List each type of plot or chart named in the figure legend below, counting each type only once.

==== Reading passage

Fig. 9: Comparison of single-cell landscapes in human, mouse and cynomolgus monkey.
figure 9

a Integration of scRNA-seq data for 16 organs from cynomolgus monkey, eleven organs from human, and nine organs from mouse. b UMAP showing the distribution of cells from cynomolgus monkey, human and mouse. c UMAP illustrating the distribution of annotated 15 major cell types. d Bar plot showing the percentage of cells from the three species (left) and the number of cells in each cell type (right). e Dot plot showing representative marker genes of different cell types. Dot size is proportional to the fraction of cells expressing specific genes. Color intensity corresponds to the relative expression of specific genes. f Feature Plot showing the expression of selected marker genes. g Correlation of orthologous gene expression between human, mouse and monkey pseudo-cell types (n = 212) based on the AUROC scores. The AUROC scores were calculated by MetaNeighbor to measure the similarity of different cell types. The clustered heatmap was plotted using the ‘pheatmap’ function in R, where the complete linkage method was used for hierarchical clustering. h Box plots showing the Spearman correlation of average gene expression between two different species using top 20 marker genes in a specific cell type. Each dot represents a major cell type (n = 13). Statistical significance of difference between comparisons was calculated by the two-sided Mann–Whitney U test. The boxes indicate the 25% quantile, median (horizontal line), 75% quantile. i The proportion of hepatocytes in liver (left) and ciliated cells in stomach (right). j Scatter plots showing a pairwise comparison of gene expression across species in a specific organ. Left two scatter plots are for comparisons of hepatocyte cells in liver and right for comparisons of ciliated cells in stomach. Differentially expressed genes (DEGs) are highlighted and representative DEGs are labeled. The size of dots is proportional to the fold change for a specific gene.

========
==== Entries provided

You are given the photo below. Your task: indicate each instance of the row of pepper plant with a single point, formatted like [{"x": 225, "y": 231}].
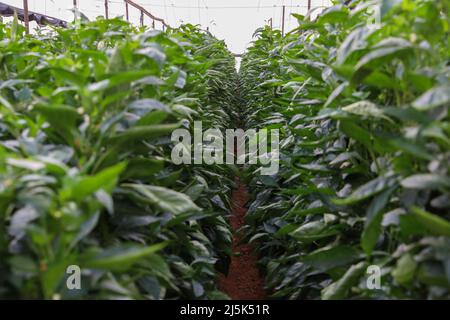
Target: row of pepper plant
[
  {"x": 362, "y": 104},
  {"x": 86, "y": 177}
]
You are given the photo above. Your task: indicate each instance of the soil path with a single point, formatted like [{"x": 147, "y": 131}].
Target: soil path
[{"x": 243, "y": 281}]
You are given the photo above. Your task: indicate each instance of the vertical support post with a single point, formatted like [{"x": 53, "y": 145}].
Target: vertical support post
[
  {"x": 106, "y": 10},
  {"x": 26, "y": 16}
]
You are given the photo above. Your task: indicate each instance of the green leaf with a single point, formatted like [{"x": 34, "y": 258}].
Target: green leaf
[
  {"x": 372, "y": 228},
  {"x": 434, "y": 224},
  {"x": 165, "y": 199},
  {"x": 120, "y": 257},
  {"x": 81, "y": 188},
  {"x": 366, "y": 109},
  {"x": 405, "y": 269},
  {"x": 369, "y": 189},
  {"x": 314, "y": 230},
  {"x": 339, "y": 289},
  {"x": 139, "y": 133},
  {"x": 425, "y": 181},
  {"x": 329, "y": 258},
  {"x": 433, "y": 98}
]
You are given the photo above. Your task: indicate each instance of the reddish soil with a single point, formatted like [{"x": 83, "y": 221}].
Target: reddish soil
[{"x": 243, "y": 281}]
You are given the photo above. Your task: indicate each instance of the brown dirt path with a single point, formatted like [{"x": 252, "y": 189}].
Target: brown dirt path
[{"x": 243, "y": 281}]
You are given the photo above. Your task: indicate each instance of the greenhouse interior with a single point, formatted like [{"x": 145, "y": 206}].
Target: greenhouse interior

========

Written solution →
UMAP
Bar plot
Dot plot
Feature Plot
Clustered heatmap
Box plots
Scatter plots